**Given records:**
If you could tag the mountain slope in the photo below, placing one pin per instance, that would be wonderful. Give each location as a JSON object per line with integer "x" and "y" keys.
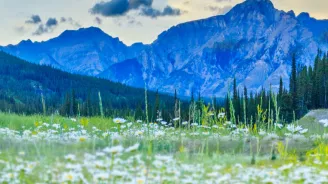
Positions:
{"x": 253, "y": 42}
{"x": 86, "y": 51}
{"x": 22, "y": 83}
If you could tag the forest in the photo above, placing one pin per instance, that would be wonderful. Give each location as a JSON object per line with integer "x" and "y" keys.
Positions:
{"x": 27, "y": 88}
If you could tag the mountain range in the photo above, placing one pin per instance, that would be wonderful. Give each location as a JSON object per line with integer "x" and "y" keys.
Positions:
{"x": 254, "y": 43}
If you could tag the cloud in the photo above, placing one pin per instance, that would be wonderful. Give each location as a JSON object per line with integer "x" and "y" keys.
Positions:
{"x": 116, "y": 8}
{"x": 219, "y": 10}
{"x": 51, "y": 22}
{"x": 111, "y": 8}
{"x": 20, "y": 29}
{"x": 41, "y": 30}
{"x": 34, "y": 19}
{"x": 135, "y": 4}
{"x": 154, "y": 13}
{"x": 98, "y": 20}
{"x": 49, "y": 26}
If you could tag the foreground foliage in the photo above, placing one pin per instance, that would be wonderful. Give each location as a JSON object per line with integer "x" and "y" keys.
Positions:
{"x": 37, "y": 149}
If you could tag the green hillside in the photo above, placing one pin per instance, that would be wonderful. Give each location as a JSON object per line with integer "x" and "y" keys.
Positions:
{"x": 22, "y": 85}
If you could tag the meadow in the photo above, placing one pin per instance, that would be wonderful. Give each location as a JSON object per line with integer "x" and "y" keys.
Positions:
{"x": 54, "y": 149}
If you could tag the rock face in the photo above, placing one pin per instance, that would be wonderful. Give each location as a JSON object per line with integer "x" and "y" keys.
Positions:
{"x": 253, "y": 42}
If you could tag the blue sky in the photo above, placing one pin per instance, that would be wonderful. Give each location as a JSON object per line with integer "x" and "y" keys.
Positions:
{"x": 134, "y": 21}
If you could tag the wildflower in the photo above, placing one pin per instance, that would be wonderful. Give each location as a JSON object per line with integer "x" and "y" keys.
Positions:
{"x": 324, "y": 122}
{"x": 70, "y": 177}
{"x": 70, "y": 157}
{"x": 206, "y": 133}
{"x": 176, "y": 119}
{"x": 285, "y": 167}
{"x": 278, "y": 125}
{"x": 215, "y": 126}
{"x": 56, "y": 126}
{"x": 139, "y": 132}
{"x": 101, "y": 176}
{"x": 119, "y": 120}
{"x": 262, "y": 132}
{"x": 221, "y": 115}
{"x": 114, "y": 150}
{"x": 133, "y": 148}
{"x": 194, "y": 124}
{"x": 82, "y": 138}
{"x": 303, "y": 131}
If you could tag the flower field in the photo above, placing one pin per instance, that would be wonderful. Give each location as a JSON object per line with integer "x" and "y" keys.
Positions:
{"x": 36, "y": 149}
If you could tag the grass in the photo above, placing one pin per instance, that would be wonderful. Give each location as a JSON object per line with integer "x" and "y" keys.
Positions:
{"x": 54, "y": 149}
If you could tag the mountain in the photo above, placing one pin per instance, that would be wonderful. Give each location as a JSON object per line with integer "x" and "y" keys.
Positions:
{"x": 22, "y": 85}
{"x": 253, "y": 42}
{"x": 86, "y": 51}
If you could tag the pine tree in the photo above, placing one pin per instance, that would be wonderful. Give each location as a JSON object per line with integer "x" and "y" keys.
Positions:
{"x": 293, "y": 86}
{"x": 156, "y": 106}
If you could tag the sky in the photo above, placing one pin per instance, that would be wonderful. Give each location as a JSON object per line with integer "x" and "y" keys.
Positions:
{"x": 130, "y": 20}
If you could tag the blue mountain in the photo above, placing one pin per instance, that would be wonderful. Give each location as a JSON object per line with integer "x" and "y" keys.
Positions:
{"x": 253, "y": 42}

**What is needed:** Restate the full listing verbatim and drop every picture.

**Reply:**
If you could tag the mountain slope in the photo below, placing one pin per instance, that would be wonderful. Give each location as a JSON object per line with integer "x" and "y" keys.
Positions:
{"x": 253, "y": 42}
{"x": 86, "y": 51}
{"x": 22, "y": 83}
If you could tag the forest in the photo above, placing one pin per instance, that would be wonderful. Give each location as a JSON object per line with integer "x" and "y" keys.
Positions:
{"x": 27, "y": 88}
If you could tag the mountain range in the photo above, placing one pin per instance, that would be wonderful. Give each location as a JSON object per line with integer "x" and "y" keys.
Positions:
{"x": 254, "y": 43}
If you could tag the cloud in the photo above, placing one pin per instance, that would be wonderful. Give each location as a JSON object per line with integer "x" and "y" keys.
Positions:
{"x": 116, "y": 8}
{"x": 219, "y": 10}
{"x": 51, "y": 22}
{"x": 111, "y": 8}
{"x": 20, "y": 29}
{"x": 41, "y": 30}
{"x": 34, "y": 19}
{"x": 135, "y": 4}
{"x": 154, "y": 13}
{"x": 98, "y": 20}
{"x": 49, "y": 26}
If you could tag the foreground foliage in the photo above, placing one pin per instance, that would be wonderful. Give each location as a JSON object per line with integer "x" and "y" keys.
Positions:
{"x": 37, "y": 149}
If you could tag the green hillside in the photo above, placing one pin per instance, that would be wonderful. Give each location as a JSON object per line with integer "x" and "y" keys.
Positions:
{"x": 22, "y": 85}
If you could tag the meadow in the photo above, placing one pin per instance, that would be wonderful. Give each location as a JSON object per line with integer "x" and "y" keys.
Positions:
{"x": 54, "y": 149}
If you could tag the rock face in the photo above, placing one pin per instance, that would be wonderful. Give each location as a JSON object per line with integer "x" and "y" keys.
Positions:
{"x": 253, "y": 42}
If you could tag the blue sky in the photo above, placing one pin per instance, that would be wonderful. Give each location as a JSON object per line with integer "x" and "y" keys.
Positions:
{"x": 134, "y": 21}
If you could tag the wildflower in the photo above, placing one pin per instance, that would be wonderful. Give each location as a JSON object per line with integer "x" and "y" keys.
Positions:
{"x": 324, "y": 122}
{"x": 70, "y": 177}
{"x": 70, "y": 157}
{"x": 206, "y": 133}
{"x": 176, "y": 119}
{"x": 285, "y": 167}
{"x": 278, "y": 125}
{"x": 215, "y": 126}
{"x": 56, "y": 126}
{"x": 139, "y": 132}
{"x": 101, "y": 176}
{"x": 119, "y": 120}
{"x": 262, "y": 132}
{"x": 221, "y": 115}
{"x": 114, "y": 150}
{"x": 133, "y": 148}
{"x": 194, "y": 124}
{"x": 82, "y": 138}
{"x": 303, "y": 131}
If you could tag the flower field in the photo above, placing one pin per instance, that would be wonderful. Give each location as a JSON object per line with integer "x" and "y" keys.
Positions:
{"x": 36, "y": 149}
If you could tag the grass in the photo above, placing one pin per instance, that would be wonderful. Give each location as a JSON object per line with integer "x" and "y" keys.
Positions:
{"x": 54, "y": 149}
If you could tag the mountain in the photo above, placing one pin per instance, that would be wonderful. Give each location as a JSON object per line with integer "x" and "y" keys.
Positions:
{"x": 22, "y": 85}
{"x": 253, "y": 42}
{"x": 86, "y": 51}
If you could tag the pine tree in the photo above, placing one pin per instance, that would be wonderful. Give each location as a JSON object per line with integer "x" and "y" keys.
Positions:
{"x": 293, "y": 86}
{"x": 156, "y": 106}
If you could tag the sky in the photo above, placing one pin per instance, that would be wonderful. Give each location as a JSON object per line with integer "x" and "y" keys.
Positions:
{"x": 130, "y": 20}
If you could tag the blue mountain in the photo above, placing one pin per instance, that would be wonderful. Give each location as a JSON object per line with integer "x" and "y" keys.
Positions:
{"x": 253, "y": 42}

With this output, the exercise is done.